Directions for this task
Can you duplicate the motorhome layouts text from "Until the latter" up to and including "Design Rules (ADRs)."?

---- Source text

Those who have been CMCA members for a long time might well recall the club’s earlier times when the majority of members either owned campervans or small coachbuilt motorhomes. Large A class motorhomes and converted coaches were somewhat rare. Of course those earlier campervan/motorhomes carried all the basics but were somewhat less sophisticated than what is available today. What has changed the average length of the coachbuilt motorhomes more than anything was the desire for a fixed floor-level bed and, more recently, a larger bathroom area.
From a rental operator’s point of view, the preference shift from a Luton bed to a lower bed has caused us a few headaches mostly because many of our rental layouts were very much based around having a bed above the cab and in the larger motorhomes, using dinettes and lounges that can also be made up into beds. All that gave us a very flexible layout but it was less attractive to many private buyers.
Just stepping outside Australia and taking a brief world view, there have been some quite different approaches to motorhome layout designs. For the most part, the North Americans, in their desire for more features simply created space by adding more length (and hence weight) to their motorhomes. The British
and Europeans took a different approach mostly because of road width limitations and generally seem to use space more effectively. Australian and New Zealand manufacturers took a middle road which, of course, has its pluses and minuses.
Until the latter part of 2008, motorhomes were in the main becoming longer and the motorhome market generally was quite strong. After the Global Financial Crisis (GFC), things changed somewhat and while the rest of the market still moved along, the A class market in particular has never been the same in Australia.
The challenge for many RV manufacturers has been to give travellers all the features they want but without increasing the weight too much or changing the external dimensions – in reality the length, because the width is fixed by the relevant Australian Design Rules (ADRs).
One quite obvious way has been the introduction of slide-outs, which improve the internal living area considerably without changing the external dimensions – just the overall weight. Another feature that has become quite popular is the electrically driven elevating bed. This is quite a clever adaption of the Luton bed – out of the way when not needed but much more readily accessible.

--------
---- Listed entries

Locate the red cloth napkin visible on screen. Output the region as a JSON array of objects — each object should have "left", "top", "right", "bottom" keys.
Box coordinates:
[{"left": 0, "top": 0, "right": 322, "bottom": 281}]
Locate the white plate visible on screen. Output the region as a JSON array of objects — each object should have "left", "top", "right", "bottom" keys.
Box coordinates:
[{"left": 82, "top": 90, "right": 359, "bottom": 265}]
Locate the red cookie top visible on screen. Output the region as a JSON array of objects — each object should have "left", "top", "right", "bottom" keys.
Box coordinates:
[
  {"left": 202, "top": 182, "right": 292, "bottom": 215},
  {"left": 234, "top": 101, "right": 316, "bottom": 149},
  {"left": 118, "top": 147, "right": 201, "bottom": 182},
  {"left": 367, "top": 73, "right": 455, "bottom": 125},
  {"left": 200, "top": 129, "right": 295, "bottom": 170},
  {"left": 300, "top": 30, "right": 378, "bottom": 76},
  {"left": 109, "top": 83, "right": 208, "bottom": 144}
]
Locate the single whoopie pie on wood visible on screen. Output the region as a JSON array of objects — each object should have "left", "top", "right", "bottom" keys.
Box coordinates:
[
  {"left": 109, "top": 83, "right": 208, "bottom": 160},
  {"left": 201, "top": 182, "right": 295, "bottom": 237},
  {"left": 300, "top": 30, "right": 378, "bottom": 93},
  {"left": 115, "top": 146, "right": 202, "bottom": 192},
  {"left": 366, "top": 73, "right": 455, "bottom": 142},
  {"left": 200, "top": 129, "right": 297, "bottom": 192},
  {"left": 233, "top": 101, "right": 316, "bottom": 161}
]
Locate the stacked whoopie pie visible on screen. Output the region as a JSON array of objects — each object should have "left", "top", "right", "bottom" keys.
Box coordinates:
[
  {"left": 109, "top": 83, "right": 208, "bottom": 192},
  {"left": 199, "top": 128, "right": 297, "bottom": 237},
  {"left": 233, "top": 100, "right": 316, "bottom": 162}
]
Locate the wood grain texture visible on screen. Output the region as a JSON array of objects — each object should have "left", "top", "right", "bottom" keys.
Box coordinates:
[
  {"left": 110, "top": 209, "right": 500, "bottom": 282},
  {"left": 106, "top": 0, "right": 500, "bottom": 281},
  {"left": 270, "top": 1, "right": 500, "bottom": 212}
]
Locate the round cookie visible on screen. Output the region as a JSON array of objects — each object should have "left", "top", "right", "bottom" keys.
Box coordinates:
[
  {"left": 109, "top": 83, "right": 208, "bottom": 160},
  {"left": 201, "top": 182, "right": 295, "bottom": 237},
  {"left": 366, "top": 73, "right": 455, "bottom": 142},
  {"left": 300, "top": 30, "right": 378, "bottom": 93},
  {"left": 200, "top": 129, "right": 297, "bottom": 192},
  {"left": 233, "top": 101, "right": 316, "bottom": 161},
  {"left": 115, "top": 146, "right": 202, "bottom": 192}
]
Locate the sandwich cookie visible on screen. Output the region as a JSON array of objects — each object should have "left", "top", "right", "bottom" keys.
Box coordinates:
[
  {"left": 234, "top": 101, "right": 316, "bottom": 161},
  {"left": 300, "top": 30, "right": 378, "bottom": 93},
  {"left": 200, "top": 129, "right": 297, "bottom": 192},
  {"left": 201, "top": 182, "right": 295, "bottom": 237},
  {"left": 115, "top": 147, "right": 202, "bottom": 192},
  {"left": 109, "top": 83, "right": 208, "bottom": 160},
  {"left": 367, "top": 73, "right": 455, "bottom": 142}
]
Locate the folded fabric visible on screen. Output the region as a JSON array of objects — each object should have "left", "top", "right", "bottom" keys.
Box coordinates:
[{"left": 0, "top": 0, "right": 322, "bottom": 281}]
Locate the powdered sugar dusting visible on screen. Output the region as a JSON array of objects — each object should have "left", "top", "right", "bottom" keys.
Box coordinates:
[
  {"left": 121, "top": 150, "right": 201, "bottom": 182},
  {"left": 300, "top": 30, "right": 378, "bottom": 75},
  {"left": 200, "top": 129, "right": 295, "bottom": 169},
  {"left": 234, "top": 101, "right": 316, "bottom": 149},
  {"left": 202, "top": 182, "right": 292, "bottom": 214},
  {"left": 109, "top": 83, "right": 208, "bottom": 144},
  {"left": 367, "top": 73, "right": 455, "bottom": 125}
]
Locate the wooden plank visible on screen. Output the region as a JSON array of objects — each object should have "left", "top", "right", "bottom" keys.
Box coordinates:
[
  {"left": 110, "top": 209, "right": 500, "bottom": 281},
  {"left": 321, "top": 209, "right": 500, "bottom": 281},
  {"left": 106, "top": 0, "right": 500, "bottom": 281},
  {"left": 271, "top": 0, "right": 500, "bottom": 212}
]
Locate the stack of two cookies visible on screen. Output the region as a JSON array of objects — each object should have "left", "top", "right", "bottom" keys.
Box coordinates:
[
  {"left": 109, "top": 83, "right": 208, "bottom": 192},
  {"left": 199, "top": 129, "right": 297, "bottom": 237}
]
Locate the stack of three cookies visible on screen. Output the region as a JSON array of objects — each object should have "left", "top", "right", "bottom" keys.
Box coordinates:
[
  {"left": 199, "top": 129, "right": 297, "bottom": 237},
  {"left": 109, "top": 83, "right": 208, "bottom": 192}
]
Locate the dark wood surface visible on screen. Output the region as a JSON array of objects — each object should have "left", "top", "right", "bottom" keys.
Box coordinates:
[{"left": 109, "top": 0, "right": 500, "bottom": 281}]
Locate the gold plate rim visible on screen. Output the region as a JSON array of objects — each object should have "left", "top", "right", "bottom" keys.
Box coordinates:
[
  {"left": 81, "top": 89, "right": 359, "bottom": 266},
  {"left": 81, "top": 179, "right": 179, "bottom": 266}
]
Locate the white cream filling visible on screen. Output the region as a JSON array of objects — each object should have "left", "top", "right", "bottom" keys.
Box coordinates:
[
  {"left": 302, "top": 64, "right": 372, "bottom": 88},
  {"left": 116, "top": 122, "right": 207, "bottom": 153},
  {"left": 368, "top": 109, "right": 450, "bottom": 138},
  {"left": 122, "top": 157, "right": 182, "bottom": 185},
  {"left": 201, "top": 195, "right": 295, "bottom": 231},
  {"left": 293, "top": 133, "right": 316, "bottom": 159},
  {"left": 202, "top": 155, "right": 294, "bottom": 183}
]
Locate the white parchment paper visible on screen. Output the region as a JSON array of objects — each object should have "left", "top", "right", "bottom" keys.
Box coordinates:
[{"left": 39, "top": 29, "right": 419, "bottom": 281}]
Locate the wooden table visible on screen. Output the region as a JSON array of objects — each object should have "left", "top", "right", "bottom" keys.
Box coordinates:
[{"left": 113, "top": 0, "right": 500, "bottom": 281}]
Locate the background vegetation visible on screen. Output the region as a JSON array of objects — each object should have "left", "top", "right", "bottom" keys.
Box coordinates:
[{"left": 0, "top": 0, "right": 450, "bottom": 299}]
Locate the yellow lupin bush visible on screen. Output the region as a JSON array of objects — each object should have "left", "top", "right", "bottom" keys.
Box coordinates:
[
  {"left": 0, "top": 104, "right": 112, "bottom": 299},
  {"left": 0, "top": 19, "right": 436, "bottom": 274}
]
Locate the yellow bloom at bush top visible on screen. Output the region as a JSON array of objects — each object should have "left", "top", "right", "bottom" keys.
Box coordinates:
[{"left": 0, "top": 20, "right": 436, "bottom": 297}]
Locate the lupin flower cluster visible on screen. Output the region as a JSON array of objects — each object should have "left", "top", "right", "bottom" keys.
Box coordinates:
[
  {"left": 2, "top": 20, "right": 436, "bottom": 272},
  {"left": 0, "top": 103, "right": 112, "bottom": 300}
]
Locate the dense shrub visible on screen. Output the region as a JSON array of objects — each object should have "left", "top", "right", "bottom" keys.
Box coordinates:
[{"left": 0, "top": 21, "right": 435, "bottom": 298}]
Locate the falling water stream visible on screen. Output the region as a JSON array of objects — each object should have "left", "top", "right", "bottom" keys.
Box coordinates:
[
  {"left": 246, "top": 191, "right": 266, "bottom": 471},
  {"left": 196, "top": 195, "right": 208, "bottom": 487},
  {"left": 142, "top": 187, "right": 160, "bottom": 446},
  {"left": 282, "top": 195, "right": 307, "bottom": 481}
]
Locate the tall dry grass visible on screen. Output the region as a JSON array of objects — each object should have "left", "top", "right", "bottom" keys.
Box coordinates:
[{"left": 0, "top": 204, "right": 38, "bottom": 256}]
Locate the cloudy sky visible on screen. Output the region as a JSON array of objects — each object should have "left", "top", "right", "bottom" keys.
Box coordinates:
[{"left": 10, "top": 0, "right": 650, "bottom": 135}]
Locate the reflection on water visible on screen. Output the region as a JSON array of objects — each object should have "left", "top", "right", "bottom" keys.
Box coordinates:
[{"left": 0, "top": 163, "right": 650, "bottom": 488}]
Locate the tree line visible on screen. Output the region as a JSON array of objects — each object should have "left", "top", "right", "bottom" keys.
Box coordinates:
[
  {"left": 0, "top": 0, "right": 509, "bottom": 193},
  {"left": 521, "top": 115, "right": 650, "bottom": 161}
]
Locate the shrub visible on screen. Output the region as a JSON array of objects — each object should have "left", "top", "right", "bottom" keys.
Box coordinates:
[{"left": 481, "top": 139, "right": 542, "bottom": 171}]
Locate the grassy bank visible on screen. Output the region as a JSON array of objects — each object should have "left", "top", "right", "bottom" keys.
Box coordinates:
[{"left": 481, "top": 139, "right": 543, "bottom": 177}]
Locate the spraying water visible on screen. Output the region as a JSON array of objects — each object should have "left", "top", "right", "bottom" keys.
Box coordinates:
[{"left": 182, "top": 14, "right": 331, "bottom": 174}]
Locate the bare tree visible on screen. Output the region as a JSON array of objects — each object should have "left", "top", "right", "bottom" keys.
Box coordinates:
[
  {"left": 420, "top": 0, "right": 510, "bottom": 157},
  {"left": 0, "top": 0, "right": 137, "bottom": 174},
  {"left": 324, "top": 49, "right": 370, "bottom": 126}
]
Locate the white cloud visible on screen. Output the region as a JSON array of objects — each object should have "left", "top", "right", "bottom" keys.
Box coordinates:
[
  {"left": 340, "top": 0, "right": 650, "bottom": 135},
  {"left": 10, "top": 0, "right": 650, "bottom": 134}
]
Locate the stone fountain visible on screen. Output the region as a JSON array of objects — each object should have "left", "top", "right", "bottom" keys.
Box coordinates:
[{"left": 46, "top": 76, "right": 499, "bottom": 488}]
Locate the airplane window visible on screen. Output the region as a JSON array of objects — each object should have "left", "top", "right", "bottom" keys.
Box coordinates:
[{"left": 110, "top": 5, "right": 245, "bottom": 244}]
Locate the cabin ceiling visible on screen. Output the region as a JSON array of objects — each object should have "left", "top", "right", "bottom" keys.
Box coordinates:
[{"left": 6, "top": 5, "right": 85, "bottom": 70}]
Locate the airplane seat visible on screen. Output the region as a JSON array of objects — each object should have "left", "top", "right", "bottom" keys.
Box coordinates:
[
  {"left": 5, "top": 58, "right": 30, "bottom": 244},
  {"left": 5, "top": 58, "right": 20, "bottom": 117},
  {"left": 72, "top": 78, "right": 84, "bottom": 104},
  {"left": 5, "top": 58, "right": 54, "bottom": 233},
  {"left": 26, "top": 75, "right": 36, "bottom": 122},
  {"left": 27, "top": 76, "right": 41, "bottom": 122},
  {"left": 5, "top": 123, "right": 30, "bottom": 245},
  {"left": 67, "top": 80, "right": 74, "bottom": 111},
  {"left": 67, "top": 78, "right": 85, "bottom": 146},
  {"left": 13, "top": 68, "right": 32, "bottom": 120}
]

--------

Right answer
Until the latter part of 2008, motorhomes were in the main becoming longer and the motorhome market generally was quite strong. After the Global Financial Crisis (GFC), things changed somewhat and while the rest of the market still moved along, the A class market in particular has never been the same in Australia.
The challenge for many RV manufacturers has been to give travellers all the features they want but without increasing the weight too much or changing the external dimensions – in reality the length, because the width is fixed by the relevant Australian Design Rules (ADRs).